WHAT TO DO: Whenever "drop" appears in a line of the entries below, that line counts; give the total only.

──────── DATA RECORDS

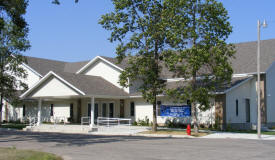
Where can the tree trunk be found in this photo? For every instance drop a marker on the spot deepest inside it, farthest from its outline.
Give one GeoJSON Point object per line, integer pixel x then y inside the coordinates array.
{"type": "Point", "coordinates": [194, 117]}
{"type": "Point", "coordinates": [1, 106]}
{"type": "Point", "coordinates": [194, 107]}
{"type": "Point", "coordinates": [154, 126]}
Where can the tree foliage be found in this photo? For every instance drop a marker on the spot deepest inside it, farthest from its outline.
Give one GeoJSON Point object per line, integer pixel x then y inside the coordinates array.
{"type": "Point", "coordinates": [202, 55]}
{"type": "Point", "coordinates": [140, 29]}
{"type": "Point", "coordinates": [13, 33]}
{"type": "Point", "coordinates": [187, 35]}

────────────────
──────── DATA RECORDS

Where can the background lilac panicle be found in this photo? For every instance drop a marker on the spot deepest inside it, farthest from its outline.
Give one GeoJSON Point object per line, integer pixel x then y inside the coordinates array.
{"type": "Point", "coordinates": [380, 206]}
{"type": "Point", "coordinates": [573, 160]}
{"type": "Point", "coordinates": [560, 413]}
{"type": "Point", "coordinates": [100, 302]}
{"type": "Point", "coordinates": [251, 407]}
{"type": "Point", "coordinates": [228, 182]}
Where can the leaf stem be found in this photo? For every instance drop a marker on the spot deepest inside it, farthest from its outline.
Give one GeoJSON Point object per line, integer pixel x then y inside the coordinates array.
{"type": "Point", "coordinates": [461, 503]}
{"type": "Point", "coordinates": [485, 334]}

────────────────

REPLY TO THE EXERCISE: 4